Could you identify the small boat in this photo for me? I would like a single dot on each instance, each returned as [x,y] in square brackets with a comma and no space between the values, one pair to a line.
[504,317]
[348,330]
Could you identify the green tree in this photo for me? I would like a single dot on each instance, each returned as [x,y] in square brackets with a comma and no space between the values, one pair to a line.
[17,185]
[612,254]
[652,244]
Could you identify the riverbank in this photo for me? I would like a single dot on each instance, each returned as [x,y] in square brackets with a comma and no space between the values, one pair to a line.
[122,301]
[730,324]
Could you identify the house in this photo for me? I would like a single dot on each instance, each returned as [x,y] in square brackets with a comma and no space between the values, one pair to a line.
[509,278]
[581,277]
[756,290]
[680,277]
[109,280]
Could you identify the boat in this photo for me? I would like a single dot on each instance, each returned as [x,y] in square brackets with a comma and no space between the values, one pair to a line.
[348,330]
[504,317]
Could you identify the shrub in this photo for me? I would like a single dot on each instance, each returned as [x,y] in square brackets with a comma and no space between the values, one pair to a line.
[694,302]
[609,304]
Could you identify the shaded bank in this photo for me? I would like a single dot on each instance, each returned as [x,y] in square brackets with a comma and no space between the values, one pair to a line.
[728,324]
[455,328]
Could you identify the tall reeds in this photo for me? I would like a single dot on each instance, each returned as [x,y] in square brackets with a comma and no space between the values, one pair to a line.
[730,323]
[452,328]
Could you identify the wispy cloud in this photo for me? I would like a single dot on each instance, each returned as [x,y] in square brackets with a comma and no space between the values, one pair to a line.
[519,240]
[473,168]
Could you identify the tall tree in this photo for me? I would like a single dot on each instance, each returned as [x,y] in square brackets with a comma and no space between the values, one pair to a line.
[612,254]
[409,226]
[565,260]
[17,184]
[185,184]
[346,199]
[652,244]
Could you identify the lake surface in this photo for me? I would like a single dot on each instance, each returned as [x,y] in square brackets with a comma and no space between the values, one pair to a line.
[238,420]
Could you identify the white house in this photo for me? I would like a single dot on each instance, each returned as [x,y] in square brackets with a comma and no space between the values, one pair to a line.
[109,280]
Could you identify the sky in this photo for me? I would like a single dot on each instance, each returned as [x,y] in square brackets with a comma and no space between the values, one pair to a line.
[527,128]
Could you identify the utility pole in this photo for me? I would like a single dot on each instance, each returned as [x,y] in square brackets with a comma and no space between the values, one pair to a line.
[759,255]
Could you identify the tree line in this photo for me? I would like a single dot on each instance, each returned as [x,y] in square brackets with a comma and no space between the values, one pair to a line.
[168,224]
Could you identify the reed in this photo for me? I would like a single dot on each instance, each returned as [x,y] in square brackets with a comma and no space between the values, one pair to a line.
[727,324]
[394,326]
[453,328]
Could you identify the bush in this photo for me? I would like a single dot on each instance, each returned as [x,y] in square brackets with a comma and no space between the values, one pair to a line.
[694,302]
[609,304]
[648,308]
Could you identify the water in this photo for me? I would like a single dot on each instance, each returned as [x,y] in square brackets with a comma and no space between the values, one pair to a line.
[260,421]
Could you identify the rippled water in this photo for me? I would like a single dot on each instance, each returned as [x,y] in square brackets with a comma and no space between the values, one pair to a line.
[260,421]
——
#### TASK
All entries above are to be transcribed verbatim.

#### ANSWER
Could you identify the small boat in this photo for me? I would like a single dot on each instance, each returned as [x,y] in square brackets with a comma and no space between the values, one pair to a line.
[504,317]
[348,330]
Could you identify the green tree in this photo for me? I would like a single dot on each instance, each returned as [x,y] in square brackets with a comma and no space between the values, one pair to a line.
[17,185]
[612,254]
[652,244]
Could you identify the riverbank in this photo for me? I would like a single dot on each instance, each returned as [x,y] in square brackets with a comma and no space between the values, one pair to a line.
[122,301]
[730,324]
Could you identify the house in this photo for me? I would like a single dot on each instance, each returned as [x,y] in square brackets with a comma and no space between the values, one pair to a line.
[509,278]
[581,277]
[756,290]
[680,277]
[109,280]
Could you identify the boat in this photo for me? I would like a single dot on each instance, each returned as [x,y] in square brackets with a comma and no space between the values, one pair to a line.
[348,330]
[504,317]
Could you identify the shrub in this photo for me? I would like a single dot on each instance, each returned as [x,y] in square brackets with a comma and no space between the values, one pair to a line.
[694,302]
[609,304]
Could you identify the shaded bank in this photo for me? I would like a single dot on each instance, each returned as [x,y] in square brackets with a comma and no space between the values, one pair to a line.
[728,324]
[455,328]
Could you identify the tall reeds in this photo for me? I would like a single dot on each instance, each returned as [x,y] in square brackets with a comma and no space between the values, one pair to a line.
[730,323]
[452,328]
Could you identify the wispy cloud in this photo for me? I would like a single dot on each instance, each returned as [x,y] in square brackets with a comma and no space between the values, one pair to a line.
[519,240]
[473,168]
Could you identify the tall tree in this photo for me? I would like a single dot on each instance, each returned as [x,y] in square brackets with a comma and no space between the values, one pair to a line.
[612,254]
[409,226]
[565,260]
[17,184]
[185,184]
[346,199]
[652,244]
Could you identify the lake surface in this photo for me? I would like a single dot on each instance, each returned as [x,y] in square brackets with a comma and no space between the values, one pair to a line.
[238,420]
Could you identify the white house in this photo for me? I would like a single dot on each instance, each returned as [x,y] in square brackets with a comma and no space between the values, one pair to a line.
[109,280]
Could you identify the sky in this photo for me? I would like a single dot on each instance, each returned as [x,y] in square brackets with a comma and no space between the values, one pair to a line.
[527,128]
Could you identify the utility pole in this photo for me? I would like a single dot on each instance, each returned as [x,y] in square brackets with a comma and no space between the values, one pair to a line.
[759,255]
Could you identify the tree line in this photo for me? I would like a single dot on each instance, each returned as [x,y] in square brackets with a comma and no space between the values, one pair to a line.
[168,224]
Could you identify the reed in this photo for me? I would like a single dot on each instance, each returned as [x,y] in square brackets with a comma and no space between the values, one pair to a line.
[727,324]
[394,326]
[453,328]
Could you identify the bush in this photo for me? I would like a single dot on each instance, each returned as [x,y] in square brackets with a comma and no space between the values, one pair to a line.
[694,302]
[609,304]
[648,308]
Could you identify the water in this photo for me? I would like a single dot on each instance, each returned as [x,y] in square brackets with a comma and no space between the values, one pair to a line.
[260,421]
Could you identify the rippled water in this photo for me? I would like a single dot on each instance, each returned as [x,y] in square brackets with a comma and no space between the values, one pair to a line.
[260,421]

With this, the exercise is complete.